▶ **Work to be completed**: Return the run of lines below that opens with the line containing "276L16 285L25 296L35" and closes with the line containing "positive clicks: (382, 218) (389, 220)", keeping each one exact.

▶ **Data for this task**:
--- --- ---

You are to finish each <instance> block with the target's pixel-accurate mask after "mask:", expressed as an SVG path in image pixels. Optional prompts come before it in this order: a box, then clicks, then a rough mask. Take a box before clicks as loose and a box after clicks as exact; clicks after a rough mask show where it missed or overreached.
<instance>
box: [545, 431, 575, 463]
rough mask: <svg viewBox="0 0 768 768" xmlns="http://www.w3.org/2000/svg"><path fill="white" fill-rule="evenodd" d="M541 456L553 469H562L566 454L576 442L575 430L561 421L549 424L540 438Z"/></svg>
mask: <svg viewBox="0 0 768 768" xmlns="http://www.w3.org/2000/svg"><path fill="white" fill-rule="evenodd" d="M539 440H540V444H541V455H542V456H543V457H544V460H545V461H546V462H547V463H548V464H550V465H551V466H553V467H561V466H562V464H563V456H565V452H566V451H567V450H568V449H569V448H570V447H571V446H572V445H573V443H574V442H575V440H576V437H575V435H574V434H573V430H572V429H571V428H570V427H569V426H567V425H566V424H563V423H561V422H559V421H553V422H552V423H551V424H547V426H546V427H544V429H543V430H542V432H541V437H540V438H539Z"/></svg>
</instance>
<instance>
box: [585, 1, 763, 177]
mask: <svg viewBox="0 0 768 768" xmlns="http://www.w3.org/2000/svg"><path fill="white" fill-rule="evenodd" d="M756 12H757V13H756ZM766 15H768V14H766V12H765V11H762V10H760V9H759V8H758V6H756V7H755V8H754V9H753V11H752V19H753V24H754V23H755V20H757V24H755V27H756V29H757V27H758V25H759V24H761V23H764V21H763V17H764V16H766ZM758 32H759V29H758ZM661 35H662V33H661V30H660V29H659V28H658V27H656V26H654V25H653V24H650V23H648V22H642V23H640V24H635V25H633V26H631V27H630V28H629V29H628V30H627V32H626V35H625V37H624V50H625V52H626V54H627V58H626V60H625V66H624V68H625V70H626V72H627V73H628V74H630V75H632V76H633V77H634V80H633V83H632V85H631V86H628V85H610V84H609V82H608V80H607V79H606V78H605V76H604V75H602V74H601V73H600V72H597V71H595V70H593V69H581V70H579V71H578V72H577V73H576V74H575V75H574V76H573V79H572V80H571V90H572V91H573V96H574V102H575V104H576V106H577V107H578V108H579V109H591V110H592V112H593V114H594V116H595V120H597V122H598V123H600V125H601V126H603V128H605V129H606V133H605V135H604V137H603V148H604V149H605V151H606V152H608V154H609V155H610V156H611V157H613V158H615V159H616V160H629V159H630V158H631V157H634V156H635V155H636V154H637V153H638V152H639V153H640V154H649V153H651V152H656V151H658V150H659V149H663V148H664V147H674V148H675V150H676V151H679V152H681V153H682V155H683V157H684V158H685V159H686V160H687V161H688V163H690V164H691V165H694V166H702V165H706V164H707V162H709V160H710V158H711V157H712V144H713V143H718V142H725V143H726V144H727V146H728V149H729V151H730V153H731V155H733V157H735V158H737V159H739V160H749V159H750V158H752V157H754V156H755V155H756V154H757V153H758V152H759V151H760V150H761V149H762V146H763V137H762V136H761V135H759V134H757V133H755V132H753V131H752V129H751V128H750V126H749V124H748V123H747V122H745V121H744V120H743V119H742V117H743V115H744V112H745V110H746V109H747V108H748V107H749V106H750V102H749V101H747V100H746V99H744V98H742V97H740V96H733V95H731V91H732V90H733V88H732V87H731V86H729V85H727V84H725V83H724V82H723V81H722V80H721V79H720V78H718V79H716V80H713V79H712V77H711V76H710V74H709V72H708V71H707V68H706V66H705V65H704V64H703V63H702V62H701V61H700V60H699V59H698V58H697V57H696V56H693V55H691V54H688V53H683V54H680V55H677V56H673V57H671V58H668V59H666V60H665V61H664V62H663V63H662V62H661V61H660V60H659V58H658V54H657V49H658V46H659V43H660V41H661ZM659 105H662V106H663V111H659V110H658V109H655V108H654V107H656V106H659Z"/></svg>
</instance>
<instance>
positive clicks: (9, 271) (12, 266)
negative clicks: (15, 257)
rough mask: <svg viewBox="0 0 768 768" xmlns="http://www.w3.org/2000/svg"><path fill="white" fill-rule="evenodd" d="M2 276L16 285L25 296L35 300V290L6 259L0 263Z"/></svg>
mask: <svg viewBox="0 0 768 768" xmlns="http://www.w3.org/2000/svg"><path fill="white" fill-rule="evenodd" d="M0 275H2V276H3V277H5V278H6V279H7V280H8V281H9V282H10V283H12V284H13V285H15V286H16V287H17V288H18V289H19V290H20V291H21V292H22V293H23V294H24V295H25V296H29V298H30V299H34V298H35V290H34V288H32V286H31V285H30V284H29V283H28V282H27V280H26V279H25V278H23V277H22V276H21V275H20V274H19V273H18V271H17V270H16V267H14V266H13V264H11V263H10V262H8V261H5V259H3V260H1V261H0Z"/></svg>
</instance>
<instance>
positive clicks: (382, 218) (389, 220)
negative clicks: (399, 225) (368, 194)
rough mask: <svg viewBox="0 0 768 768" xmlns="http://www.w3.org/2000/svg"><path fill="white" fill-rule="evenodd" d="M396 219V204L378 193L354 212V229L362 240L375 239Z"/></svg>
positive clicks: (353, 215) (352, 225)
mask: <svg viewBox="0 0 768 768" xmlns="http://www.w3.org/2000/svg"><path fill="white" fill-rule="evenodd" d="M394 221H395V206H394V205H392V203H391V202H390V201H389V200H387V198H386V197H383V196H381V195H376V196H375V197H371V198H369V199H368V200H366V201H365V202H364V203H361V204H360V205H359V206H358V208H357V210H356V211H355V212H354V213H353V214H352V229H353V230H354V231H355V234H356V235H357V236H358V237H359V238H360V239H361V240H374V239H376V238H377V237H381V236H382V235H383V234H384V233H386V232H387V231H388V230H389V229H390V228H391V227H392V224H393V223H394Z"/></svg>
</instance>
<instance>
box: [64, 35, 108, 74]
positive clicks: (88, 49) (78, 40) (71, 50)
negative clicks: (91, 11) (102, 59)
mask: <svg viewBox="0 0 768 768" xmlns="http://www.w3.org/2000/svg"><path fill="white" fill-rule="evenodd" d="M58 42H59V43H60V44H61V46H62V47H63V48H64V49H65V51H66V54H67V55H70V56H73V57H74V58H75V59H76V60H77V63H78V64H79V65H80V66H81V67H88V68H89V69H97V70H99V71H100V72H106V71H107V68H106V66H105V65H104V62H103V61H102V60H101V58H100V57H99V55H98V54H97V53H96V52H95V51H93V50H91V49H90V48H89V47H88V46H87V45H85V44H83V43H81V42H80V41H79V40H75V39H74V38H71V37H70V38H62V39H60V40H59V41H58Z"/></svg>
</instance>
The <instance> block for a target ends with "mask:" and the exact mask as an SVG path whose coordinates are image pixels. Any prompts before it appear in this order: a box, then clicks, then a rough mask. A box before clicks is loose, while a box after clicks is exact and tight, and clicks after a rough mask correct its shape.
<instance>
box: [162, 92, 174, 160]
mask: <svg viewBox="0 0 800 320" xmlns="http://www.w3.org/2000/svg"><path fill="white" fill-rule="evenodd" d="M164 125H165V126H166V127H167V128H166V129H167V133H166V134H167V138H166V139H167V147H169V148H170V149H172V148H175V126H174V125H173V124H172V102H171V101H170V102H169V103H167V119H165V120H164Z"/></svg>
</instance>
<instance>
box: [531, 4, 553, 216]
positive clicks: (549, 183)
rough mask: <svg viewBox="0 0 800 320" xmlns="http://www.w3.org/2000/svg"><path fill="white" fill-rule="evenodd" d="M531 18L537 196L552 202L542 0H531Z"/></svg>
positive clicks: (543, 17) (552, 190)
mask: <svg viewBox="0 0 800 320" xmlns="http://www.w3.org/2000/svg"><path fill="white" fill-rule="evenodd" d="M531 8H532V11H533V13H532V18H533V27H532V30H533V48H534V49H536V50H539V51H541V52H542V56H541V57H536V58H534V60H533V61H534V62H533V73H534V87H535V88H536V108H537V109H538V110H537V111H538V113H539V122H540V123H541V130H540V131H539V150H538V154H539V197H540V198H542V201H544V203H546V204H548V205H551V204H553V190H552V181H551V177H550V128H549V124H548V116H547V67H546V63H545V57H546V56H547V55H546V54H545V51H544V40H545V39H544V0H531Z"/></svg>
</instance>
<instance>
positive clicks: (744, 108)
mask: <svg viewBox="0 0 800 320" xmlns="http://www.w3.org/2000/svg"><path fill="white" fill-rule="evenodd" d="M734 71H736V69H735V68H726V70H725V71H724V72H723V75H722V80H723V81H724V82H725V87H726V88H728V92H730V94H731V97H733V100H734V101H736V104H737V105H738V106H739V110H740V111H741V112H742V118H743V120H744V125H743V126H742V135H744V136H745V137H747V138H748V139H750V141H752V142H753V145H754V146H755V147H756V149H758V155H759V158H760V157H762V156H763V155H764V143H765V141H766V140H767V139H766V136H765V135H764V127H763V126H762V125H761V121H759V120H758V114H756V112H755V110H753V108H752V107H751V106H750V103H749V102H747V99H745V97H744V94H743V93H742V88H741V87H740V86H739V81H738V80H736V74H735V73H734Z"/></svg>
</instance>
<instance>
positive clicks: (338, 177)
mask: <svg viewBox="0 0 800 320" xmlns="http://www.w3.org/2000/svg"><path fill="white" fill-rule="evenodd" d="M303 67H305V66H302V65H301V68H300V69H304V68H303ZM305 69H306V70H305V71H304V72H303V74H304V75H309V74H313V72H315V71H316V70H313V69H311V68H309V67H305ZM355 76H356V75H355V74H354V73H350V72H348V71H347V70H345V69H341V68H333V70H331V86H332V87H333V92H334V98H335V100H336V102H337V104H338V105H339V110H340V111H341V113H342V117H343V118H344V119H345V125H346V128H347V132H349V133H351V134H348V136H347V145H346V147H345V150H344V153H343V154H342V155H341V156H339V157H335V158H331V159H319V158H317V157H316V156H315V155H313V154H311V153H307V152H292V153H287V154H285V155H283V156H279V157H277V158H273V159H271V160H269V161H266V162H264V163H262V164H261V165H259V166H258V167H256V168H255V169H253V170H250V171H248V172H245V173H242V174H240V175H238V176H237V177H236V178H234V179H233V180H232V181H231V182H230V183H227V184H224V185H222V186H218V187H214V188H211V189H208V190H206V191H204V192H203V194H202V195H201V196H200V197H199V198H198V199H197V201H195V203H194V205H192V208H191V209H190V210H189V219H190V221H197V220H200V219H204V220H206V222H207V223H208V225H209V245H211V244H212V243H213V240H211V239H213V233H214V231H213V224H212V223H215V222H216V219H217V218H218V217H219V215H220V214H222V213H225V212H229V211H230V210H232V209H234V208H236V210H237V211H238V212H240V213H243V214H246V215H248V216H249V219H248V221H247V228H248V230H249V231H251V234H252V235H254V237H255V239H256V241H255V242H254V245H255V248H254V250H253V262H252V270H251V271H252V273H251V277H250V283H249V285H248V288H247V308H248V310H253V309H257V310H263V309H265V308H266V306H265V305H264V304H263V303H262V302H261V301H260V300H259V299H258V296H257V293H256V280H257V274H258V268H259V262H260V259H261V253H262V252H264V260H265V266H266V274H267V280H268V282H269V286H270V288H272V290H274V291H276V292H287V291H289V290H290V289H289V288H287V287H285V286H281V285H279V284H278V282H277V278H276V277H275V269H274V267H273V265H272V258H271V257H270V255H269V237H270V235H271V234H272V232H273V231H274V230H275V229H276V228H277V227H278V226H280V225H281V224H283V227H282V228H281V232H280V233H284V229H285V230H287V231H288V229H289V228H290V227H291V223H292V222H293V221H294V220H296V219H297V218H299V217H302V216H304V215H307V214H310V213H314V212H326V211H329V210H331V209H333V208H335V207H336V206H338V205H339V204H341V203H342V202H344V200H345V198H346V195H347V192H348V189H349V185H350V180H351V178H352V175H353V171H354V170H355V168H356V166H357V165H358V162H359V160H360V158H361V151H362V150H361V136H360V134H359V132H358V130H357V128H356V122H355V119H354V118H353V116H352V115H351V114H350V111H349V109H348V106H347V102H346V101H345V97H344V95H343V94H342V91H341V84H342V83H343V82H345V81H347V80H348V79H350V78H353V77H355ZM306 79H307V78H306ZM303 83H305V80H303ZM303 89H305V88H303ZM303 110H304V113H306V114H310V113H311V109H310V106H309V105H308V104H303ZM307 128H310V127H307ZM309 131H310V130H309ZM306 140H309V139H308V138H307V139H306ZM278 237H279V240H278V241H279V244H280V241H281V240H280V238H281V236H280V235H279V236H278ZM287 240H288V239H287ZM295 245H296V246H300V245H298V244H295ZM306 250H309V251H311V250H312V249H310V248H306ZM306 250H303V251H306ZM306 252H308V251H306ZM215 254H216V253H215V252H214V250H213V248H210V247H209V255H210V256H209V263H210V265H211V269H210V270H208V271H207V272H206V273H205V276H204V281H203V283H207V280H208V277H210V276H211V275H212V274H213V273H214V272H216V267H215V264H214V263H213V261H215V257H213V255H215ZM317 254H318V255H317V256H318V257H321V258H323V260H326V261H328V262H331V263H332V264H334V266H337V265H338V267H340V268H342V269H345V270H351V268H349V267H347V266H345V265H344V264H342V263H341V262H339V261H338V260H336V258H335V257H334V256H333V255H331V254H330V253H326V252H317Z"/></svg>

--- --- ---

▶ **Answer to this problem**:
rough mask: <svg viewBox="0 0 768 768" xmlns="http://www.w3.org/2000/svg"><path fill="white" fill-rule="evenodd" d="M2 276L16 285L25 296L35 300V290L6 259L0 263Z"/></svg>
mask: <svg viewBox="0 0 768 768" xmlns="http://www.w3.org/2000/svg"><path fill="white" fill-rule="evenodd" d="M0 275H2V276H3V277H5V278H6V279H7V280H8V281H9V282H10V283H12V284H13V285H15V286H16V287H17V288H18V289H19V290H20V291H21V292H22V293H23V294H24V295H25V296H29V298H30V299H34V298H35V290H34V288H32V286H31V285H30V284H29V283H28V282H27V280H26V279H25V278H23V277H22V276H21V275H20V274H19V273H18V271H17V270H16V267H14V266H13V264H11V263H10V262H8V261H5V259H3V260H1V261H0Z"/></svg>
</instance>
<instance>
positive clicks: (382, 218) (389, 220)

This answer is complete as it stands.